■ Task brief:
List every line of the data below that contains the string "stabilizer".
--- Start Task inputs ---
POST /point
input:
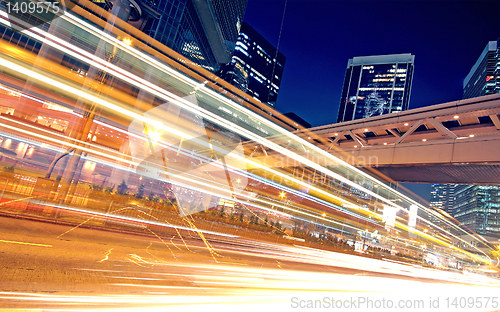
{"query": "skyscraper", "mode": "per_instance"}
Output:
(478, 206)
(442, 196)
(256, 67)
(376, 85)
(204, 31)
(484, 76)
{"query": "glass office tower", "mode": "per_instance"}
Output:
(484, 76)
(442, 196)
(256, 67)
(376, 85)
(478, 207)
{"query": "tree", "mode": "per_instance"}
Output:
(122, 188)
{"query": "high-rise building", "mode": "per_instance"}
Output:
(442, 196)
(204, 31)
(376, 85)
(256, 67)
(478, 208)
(484, 76)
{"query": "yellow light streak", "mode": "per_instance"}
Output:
(24, 243)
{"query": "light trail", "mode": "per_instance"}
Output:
(24, 243)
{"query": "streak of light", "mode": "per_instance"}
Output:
(24, 243)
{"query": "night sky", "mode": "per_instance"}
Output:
(319, 36)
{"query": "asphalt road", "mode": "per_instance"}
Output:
(59, 267)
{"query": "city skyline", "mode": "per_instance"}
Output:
(445, 37)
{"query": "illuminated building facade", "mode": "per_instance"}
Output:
(376, 85)
(442, 196)
(256, 67)
(204, 31)
(478, 208)
(484, 76)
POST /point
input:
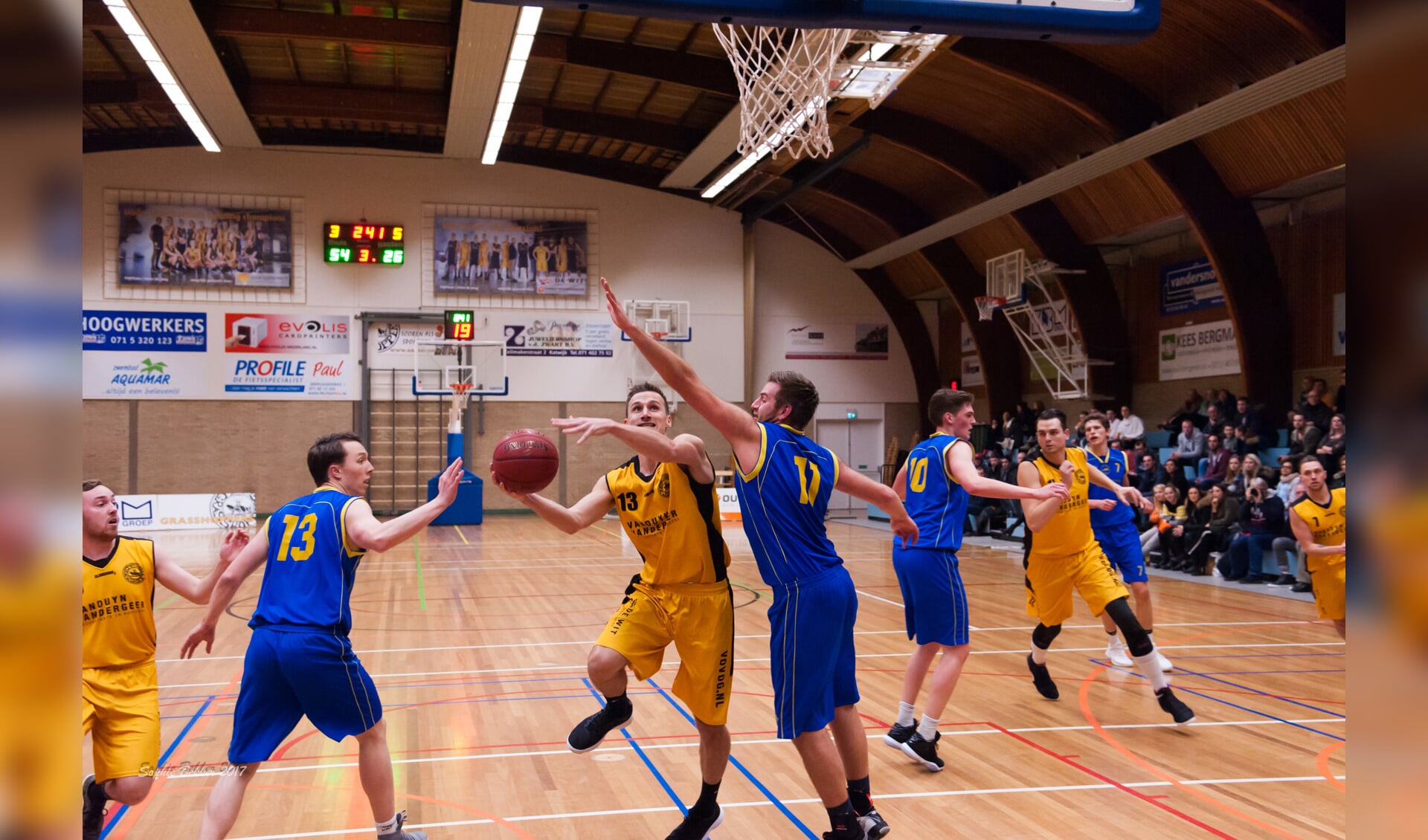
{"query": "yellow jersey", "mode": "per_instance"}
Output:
(1328, 523)
(118, 608)
(673, 523)
(1069, 532)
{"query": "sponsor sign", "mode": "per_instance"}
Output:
(187, 511)
(143, 375)
(293, 332)
(560, 337)
(1200, 349)
(1187, 287)
(120, 330)
(289, 377)
(837, 341)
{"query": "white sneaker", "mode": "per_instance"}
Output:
(1117, 653)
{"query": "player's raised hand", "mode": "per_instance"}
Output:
(448, 482)
(585, 427)
(200, 633)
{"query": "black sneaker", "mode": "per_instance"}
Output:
(696, 827)
(91, 816)
(897, 736)
(923, 751)
(1173, 706)
(1041, 678)
(875, 824)
(591, 731)
(399, 835)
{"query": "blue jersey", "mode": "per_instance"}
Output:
(1114, 467)
(785, 498)
(310, 565)
(934, 500)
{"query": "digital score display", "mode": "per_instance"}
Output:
(460, 326)
(366, 245)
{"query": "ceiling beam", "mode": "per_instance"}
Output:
(697, 71)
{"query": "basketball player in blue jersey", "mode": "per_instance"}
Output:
(1114, 526)
(299, 659)
(785, 482)
(936, 482)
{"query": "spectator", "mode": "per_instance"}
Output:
(1304, 438)
(1261, 520)
(1316, 411)
(1130, 428)
(1190, 445)
(1336, 442)
(1214, 465)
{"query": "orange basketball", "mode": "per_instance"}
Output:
(524, 461)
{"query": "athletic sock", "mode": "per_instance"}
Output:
(860, 795)
(1150, 669)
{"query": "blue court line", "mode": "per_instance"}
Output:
(1183, 689)
(742, 769)
(163, 760)
(639, 752)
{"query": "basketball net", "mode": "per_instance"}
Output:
(460, 394)
(785, 77)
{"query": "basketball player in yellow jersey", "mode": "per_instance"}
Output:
(119, 688)
(1064, 555)
(670, 511)
(1320, 523)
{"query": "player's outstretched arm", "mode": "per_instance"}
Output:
(737, 425)
(963, 468)
(228, 585)
(181, 582)
(1305, 537)
(861, 487)
(576, 518)
(1037, 511)
(379, 537)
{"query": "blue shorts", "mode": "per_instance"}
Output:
(287, 675)
(933, 598)
(1123, 546)
(811, 655)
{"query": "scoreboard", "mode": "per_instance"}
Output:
(364, 245)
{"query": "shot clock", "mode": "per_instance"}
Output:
(361, 243)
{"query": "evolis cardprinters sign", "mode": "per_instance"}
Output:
(249, 332)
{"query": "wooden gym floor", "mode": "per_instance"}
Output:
(477, 639)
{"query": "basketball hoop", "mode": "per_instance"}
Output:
(987, 306)
(785, 79)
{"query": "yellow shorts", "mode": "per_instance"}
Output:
(698, 619)
(120, 705)
(1050, 581)
(1328, 591)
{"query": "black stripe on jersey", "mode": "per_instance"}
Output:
(704, 498)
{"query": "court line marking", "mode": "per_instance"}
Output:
(768, 740)
(766, 804)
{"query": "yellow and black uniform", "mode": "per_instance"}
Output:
(1064, 554)
(120, 682)
(1328, 523)
(683, 592)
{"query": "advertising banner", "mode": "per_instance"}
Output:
(837, 341)
(268, 332)
(115, 330)
(1201, 349)
(560, 337)
(1187, 287)
(186, 511)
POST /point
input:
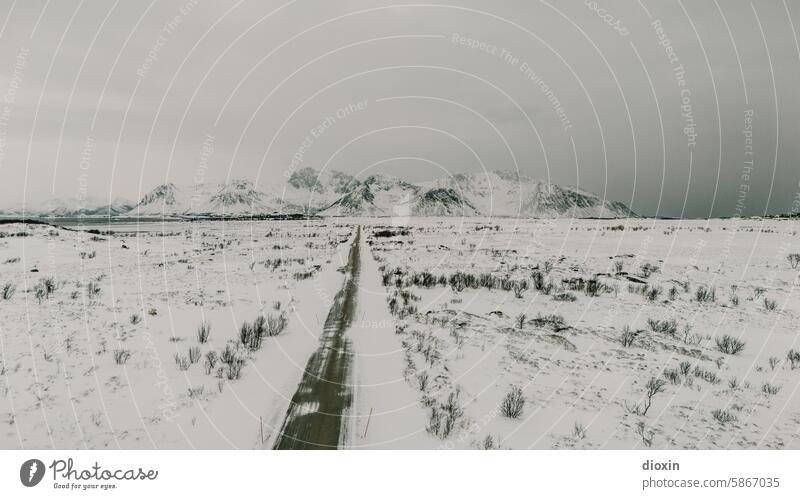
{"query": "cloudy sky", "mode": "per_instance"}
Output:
(676, 107)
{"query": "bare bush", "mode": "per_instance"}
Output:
(121, 356)
(513, 403)
(669, 327)
(794, 358)
(194, 354)
(645, 433)
(628, 336)
(723, 416)
(705, 294)
(182, 362)
(729, 345)
(203, 331)
(276, 324)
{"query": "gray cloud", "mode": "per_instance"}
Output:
(115, 98)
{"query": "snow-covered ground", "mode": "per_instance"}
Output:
(60, 385)
(465, 350)
(452, 316)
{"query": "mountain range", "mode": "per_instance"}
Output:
(307, 191)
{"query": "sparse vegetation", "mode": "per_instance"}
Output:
(513, 403)
(723, 416)
(121, 356)
(203, 332)
(729, 345)
(628, 336)
(705, 294)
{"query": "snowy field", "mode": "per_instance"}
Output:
(468, 333)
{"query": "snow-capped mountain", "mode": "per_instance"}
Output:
(509, 194)
(90, 206)
(332, 193)
(377, 195)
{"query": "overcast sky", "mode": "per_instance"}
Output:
(646, 101)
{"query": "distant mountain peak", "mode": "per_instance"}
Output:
(331, 193)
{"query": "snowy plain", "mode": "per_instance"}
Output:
(578, 318)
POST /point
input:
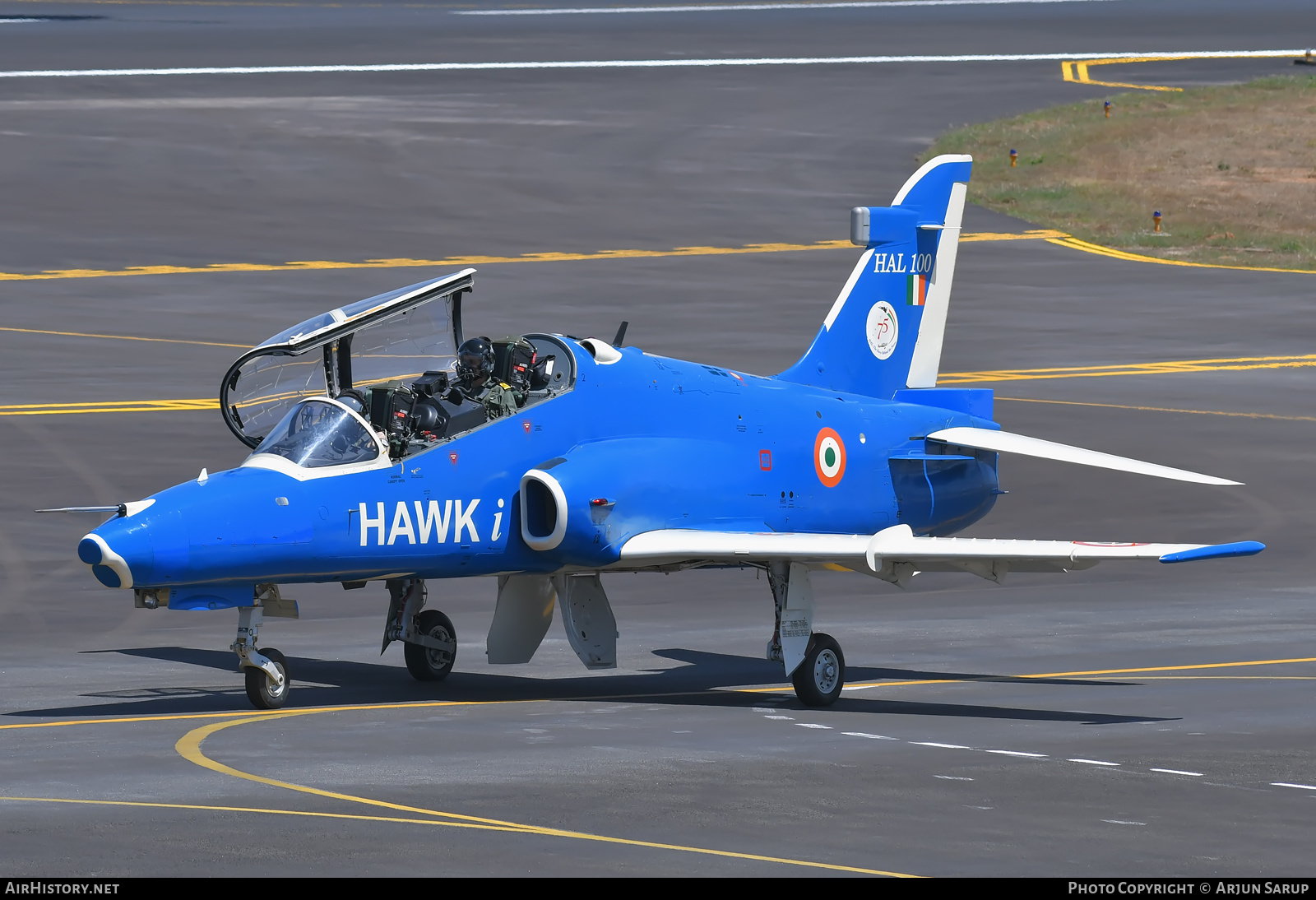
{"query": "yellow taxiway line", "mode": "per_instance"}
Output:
(1166, 368)
(313, 265)
(1091, 673)
(1193, 412)
(1050, 236)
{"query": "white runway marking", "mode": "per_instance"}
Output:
(756, 7)
(1019, 753)
(638, 63)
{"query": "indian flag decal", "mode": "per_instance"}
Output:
(829, 457)
(916, 292)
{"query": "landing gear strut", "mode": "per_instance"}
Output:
(266, 670)
(813, 662)
(429, 638)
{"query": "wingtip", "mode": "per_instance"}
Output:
(1216, 551)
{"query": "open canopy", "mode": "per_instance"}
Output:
(386, 338)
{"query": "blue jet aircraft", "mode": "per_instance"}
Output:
(381, 456)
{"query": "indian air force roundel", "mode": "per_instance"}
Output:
(829, 457)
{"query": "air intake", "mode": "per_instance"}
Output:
(544, 511)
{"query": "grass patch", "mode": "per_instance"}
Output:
(1230, 169)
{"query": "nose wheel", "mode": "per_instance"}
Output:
(433, 660)
(822, 675)
(263, 691)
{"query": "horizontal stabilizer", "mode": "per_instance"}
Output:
(982, 438)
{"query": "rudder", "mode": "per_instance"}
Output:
(885, 331)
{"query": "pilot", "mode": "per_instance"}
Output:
(475, 379)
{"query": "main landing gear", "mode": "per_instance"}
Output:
(813, 662)
(429, 637)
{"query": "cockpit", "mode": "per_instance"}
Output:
(388, 362)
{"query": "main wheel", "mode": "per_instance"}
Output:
(820, 678)
(262, 693)
(425, 663)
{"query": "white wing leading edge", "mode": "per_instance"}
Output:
(895, 554)
(984, 438)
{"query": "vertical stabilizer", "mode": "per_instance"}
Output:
(886, 328)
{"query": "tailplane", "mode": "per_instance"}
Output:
(886, 327)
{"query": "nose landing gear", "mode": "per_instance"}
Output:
(266, 670)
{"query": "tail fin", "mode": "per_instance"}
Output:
(885, 331)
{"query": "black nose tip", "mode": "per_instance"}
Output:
(90, 551)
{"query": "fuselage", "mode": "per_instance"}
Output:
(638, 443)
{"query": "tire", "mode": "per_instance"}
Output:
(428, 665)
(261, 689)
(822, 675)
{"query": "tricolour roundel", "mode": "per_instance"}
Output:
(829, 457)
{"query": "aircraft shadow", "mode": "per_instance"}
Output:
(336, 683)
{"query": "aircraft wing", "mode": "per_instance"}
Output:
(982, 438)
(895, 553)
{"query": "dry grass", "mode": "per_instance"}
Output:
(1232, 170)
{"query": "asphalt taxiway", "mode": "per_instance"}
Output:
(1148, 720)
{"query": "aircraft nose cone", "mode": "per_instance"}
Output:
(90, 551)
(109, 568)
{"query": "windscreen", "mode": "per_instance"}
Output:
(286, 370)
(405, 346)
(316, 434)
(267, 386)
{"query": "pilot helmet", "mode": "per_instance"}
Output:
(475, 358)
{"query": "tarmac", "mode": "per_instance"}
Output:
(1127, 720)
--- End Task inputs ---
■ Solution to this task:
{"query": "horizontal stabilizer", "mode": "per_instance"}
{"query": "vertical stabilizer", "mode": "per_instance"}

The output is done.